* Start SUPPLIED RECORDS *
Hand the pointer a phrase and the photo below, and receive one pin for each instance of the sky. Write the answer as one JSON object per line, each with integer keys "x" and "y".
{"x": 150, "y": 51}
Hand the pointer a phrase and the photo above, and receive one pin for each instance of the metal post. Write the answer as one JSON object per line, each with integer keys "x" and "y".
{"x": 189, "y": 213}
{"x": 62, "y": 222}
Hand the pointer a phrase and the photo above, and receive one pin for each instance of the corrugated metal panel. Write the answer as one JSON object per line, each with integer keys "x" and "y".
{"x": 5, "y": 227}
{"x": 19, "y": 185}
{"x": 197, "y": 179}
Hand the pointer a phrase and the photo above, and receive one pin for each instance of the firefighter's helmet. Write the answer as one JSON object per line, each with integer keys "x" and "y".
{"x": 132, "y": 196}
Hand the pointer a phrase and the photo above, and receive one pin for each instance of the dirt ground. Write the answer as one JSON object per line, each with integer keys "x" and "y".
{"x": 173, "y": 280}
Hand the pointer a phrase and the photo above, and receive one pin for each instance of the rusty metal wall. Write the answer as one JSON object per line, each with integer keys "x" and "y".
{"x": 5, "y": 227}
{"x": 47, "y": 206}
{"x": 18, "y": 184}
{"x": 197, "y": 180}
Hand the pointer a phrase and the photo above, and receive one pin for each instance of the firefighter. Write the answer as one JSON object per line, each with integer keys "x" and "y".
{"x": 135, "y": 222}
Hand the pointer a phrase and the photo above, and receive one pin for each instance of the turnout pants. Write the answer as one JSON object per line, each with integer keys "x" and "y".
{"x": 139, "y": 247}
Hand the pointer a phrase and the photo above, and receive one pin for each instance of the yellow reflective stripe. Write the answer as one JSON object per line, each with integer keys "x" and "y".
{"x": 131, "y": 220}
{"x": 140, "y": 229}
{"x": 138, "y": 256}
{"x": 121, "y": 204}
* End SUPPLIED RECORDS *
EXERCISE AIM -> Rewrite the lines from the one containing "of the yellow" through the end of the items, switching "pointer" to "locator" and keeping everything else unchanged.

TASK SOLUTION ->
Hand the locator a phrase and the photo above, and receive one pin for each instance of the yellow reflective stripe. Write the answer as one JSON object per line, each with integer keys "x" and "y".
{"x": 131, "y": 220}
{"x": 140, "y": 229}
{"x": 138, "y": 256}
{"x": 121, "y": 204}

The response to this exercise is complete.